<<<<

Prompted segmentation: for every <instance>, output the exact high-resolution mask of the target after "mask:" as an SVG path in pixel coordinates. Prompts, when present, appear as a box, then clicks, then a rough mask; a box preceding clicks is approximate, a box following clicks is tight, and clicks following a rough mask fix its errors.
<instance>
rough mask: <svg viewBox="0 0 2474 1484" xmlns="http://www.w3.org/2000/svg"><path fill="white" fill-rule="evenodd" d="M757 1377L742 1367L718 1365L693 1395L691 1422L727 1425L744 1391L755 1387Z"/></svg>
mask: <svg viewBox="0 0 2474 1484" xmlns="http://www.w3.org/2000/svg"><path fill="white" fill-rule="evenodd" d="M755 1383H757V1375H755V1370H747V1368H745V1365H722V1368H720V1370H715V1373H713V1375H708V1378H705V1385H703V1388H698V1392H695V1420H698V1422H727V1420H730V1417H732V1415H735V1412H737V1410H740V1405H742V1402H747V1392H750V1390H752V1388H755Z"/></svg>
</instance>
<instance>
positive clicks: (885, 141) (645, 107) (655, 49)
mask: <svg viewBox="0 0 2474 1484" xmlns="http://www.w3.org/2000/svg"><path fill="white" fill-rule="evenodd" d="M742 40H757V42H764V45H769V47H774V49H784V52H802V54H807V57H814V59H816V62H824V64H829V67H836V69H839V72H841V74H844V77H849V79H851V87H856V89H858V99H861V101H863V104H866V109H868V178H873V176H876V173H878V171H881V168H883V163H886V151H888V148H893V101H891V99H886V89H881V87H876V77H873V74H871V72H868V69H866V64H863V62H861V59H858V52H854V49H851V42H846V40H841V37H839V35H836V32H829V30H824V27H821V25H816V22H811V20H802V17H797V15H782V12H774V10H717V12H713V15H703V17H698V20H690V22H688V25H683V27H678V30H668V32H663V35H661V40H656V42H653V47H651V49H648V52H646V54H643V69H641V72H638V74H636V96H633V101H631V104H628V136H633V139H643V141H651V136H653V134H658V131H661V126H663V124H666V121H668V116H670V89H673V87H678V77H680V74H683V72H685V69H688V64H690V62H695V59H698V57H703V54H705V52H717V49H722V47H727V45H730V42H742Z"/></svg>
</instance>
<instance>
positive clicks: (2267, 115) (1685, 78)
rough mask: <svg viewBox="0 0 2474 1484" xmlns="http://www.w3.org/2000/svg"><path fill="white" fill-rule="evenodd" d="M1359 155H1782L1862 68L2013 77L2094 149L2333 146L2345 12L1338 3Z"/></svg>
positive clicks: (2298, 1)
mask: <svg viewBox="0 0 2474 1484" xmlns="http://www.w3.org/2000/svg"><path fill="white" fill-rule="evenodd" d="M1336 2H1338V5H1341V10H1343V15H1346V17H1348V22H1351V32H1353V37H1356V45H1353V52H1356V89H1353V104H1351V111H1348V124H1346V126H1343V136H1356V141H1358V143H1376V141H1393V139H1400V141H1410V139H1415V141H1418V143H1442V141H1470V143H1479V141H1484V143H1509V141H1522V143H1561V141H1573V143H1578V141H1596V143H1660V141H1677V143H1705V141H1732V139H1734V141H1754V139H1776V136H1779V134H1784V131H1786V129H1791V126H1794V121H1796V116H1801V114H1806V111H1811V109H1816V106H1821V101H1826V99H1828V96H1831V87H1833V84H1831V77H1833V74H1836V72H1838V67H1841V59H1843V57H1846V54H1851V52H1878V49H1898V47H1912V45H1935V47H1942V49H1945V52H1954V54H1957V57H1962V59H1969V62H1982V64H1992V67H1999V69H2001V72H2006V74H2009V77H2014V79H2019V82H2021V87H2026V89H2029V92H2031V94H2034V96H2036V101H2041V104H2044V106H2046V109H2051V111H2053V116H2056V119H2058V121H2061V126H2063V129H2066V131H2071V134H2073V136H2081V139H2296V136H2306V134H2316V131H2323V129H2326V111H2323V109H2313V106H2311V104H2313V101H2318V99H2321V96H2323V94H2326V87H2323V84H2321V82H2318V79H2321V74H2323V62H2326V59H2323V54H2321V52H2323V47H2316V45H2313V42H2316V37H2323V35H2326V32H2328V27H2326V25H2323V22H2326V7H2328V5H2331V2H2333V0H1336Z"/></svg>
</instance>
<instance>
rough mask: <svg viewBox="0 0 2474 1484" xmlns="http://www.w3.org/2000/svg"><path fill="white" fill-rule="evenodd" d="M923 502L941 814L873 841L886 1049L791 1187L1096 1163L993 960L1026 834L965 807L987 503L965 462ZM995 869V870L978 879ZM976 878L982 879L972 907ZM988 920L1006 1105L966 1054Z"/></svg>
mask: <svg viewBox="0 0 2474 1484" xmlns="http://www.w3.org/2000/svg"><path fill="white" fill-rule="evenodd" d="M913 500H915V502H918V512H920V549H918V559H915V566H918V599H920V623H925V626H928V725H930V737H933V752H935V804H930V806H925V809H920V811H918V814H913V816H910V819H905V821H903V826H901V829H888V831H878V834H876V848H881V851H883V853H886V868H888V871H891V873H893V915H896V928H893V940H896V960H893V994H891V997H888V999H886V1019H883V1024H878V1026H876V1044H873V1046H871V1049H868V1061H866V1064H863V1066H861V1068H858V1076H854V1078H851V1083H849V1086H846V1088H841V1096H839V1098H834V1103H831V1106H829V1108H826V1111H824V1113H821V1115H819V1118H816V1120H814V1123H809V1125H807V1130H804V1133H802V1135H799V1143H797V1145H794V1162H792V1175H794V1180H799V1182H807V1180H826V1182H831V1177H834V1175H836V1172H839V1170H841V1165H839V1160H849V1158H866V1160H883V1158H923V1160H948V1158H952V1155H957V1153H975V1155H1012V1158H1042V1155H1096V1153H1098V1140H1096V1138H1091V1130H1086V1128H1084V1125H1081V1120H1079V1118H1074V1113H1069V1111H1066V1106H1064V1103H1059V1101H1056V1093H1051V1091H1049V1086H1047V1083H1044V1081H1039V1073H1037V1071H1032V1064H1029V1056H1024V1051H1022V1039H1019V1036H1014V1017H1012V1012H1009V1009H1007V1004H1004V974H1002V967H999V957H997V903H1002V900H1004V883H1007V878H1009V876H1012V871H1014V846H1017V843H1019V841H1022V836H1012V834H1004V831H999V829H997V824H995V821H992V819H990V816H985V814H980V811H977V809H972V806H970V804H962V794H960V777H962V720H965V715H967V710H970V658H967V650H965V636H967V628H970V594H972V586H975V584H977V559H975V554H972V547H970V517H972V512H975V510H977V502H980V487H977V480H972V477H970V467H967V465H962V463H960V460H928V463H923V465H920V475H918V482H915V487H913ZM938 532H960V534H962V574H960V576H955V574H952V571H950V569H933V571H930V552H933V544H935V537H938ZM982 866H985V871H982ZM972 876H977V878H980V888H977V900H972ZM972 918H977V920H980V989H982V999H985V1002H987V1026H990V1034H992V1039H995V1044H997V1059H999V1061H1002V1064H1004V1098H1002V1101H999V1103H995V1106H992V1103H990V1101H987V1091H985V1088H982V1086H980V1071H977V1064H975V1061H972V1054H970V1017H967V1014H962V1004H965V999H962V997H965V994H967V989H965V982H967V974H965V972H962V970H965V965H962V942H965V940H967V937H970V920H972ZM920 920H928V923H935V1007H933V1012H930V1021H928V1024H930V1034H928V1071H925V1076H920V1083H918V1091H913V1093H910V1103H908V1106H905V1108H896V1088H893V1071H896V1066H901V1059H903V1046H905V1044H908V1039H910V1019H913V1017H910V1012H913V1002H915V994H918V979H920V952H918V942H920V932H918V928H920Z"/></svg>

>>>>

TASK INSTRUCTIONS: Please copy out the lines from the very start through the line containing "1377L742 1367L718 1365L693", both included, with every character unchanged.

WRITTEN SOLUTION:
Prompted segmentation: for every <instance>, output the exact high-resolution mask of the target after "mask:" as an SVG path in pixel coordinates. Prompts, when present, appear as a box, then clicks, then a rough mask; a box preceding clicks is approximate, a box following clicks is tight, and clicks following a rough mask fix its errors.
<instance>
rough mask: <svg viewBox="0 0 2474 1484" xmlns="http://www.w3.org/2000/svg"><path fill="white" fill-rule="evenodd" d="M757 1377L742 1367L718 1365L693 1395L691 1422L727 1425L744 1391L755 1387Z"/></svg>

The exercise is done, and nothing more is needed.